Return copies of the lines below that mention "order".

......

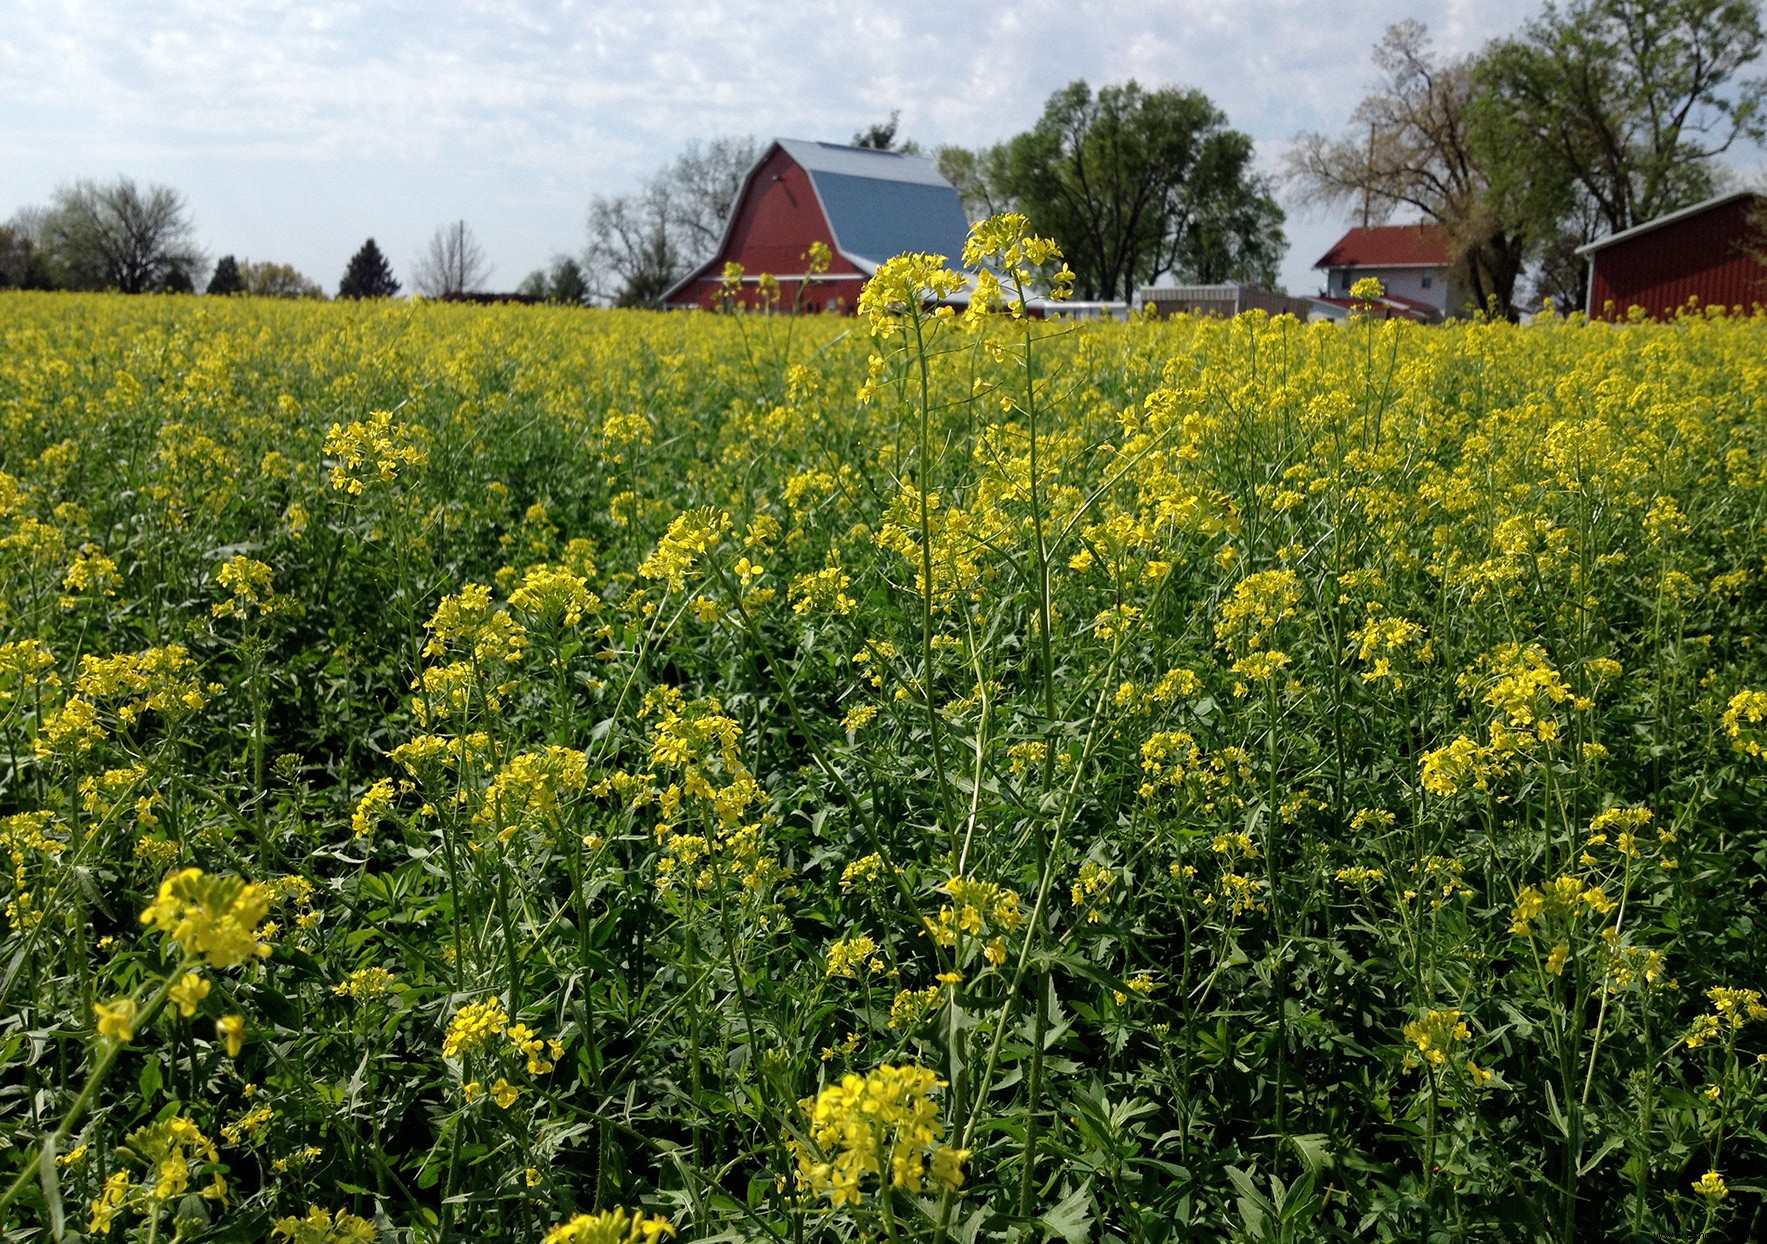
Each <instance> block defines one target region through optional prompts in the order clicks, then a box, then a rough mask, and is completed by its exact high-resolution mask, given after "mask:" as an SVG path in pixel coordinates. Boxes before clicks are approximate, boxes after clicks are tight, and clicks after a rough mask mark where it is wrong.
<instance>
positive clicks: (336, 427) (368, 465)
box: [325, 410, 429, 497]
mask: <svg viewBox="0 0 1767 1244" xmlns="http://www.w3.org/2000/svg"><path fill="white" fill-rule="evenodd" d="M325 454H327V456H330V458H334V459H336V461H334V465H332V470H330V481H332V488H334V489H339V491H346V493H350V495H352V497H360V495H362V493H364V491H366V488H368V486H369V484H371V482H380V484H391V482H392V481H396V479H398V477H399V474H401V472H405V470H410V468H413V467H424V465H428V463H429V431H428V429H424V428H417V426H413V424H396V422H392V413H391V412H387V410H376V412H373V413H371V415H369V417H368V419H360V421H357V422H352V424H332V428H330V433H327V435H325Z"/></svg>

......

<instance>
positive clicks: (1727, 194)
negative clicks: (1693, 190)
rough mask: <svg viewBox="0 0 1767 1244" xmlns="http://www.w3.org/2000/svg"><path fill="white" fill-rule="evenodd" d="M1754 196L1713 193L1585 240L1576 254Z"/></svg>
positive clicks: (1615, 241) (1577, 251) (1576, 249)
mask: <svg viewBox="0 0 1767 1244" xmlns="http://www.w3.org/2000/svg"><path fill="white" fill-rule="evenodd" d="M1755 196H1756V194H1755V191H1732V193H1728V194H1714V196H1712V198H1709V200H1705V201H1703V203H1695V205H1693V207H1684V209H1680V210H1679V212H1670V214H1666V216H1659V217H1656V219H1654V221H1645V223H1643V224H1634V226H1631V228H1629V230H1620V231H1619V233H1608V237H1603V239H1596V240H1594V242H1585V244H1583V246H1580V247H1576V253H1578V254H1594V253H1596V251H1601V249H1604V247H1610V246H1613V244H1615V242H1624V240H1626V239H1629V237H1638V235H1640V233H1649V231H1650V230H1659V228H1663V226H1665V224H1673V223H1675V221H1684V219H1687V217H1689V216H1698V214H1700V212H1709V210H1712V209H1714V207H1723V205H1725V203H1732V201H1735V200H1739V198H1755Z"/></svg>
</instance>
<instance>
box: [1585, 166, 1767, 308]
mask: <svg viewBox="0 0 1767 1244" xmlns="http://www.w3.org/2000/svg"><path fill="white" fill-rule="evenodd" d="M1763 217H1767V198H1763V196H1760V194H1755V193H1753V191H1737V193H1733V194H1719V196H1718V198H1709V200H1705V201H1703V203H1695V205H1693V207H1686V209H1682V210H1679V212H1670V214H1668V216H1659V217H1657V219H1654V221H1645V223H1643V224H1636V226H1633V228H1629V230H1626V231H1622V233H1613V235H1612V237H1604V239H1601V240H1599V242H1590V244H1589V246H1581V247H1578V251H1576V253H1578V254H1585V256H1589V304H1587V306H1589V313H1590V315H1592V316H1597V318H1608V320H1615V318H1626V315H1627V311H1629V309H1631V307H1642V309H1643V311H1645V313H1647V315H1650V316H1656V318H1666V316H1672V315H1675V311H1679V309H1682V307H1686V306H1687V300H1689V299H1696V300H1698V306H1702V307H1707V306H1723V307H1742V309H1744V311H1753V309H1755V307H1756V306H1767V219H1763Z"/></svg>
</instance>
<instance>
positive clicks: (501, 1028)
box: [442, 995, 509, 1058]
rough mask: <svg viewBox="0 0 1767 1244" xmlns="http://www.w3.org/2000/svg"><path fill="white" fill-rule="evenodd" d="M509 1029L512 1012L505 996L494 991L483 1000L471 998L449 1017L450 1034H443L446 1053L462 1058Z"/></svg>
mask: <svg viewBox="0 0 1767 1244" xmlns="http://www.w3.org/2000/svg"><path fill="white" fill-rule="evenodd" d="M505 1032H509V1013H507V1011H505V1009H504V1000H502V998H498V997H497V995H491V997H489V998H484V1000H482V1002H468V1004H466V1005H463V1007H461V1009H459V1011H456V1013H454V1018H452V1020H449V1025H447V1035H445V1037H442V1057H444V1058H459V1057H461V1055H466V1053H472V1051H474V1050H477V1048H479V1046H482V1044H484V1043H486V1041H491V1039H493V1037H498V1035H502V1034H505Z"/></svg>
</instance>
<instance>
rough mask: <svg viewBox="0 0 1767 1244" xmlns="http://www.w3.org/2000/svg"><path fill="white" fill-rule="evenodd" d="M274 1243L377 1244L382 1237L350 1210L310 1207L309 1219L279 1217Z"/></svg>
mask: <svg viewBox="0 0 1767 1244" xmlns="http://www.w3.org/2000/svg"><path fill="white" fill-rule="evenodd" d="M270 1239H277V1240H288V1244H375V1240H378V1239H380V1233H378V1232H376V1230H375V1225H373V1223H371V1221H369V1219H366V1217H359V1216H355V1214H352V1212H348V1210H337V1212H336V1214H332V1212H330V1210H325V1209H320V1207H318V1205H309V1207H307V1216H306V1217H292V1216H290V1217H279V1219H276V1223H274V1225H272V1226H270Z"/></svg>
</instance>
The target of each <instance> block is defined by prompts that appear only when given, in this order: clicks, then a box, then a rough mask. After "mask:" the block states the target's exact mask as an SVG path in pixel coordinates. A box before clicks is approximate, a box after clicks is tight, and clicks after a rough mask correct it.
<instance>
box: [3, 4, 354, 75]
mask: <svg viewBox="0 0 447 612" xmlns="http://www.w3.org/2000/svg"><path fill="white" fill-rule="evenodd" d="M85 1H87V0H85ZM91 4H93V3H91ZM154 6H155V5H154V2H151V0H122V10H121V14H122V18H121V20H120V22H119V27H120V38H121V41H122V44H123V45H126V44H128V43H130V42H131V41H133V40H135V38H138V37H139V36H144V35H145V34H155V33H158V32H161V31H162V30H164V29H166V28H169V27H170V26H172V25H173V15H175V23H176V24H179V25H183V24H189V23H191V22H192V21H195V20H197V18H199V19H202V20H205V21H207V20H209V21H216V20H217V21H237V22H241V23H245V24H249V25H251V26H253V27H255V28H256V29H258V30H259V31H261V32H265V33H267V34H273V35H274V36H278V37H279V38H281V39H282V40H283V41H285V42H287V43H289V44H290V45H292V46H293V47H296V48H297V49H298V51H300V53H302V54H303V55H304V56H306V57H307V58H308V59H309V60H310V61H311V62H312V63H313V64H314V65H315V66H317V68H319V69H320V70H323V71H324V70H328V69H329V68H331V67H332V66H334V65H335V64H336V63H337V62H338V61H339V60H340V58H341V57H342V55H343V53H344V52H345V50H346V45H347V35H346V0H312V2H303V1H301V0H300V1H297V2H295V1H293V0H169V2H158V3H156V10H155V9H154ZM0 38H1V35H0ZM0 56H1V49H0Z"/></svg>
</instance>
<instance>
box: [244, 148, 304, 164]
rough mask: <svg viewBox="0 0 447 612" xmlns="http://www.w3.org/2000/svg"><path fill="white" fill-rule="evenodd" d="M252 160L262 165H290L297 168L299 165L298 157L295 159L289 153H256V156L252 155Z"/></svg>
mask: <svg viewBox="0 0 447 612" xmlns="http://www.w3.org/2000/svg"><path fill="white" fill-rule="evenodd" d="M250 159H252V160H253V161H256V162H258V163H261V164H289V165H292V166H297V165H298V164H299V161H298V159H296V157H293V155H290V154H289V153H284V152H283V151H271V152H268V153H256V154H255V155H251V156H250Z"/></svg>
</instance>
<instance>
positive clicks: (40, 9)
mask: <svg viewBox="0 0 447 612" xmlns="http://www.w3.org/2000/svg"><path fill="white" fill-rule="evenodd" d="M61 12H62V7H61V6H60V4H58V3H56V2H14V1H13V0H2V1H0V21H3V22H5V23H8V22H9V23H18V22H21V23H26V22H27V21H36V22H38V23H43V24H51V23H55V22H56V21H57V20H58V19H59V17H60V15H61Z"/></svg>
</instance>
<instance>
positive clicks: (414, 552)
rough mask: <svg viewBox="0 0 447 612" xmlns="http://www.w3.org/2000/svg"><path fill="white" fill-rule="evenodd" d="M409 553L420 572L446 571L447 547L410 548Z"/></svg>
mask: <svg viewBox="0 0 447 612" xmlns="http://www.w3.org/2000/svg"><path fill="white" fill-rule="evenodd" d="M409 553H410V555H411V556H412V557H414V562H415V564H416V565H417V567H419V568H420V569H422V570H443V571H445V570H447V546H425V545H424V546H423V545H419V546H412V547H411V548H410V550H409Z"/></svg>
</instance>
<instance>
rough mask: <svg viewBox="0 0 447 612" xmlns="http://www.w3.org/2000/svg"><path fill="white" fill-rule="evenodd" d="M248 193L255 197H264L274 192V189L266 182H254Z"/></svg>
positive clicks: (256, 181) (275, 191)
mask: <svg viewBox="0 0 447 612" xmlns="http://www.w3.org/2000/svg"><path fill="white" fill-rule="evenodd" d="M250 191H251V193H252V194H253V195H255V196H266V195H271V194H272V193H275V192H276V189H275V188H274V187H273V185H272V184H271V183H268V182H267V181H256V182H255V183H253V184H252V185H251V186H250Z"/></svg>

......

* [Response to the exercise]
Each <instance> block defines one target region through optional prompts in the order clicks, then a box, then a rough mask, and is completed by its exact high-resolution mask, given after "mask:" as an SVG path in pixel coordinates. Boxes before clicks are approximate, boxes after clicks are tight, and clicks after a rough mask mark where it is wrong.
The target of each <instance> block is defined by prompts that appear only when given, in this order: clicks, then a box, then a rough mask. After "mask:" the block states the target's exact mask as an SVG path in pixel coordinates. A box before clicks is approximate, a box after clicks is tight, and clicks after a rough mask correct it.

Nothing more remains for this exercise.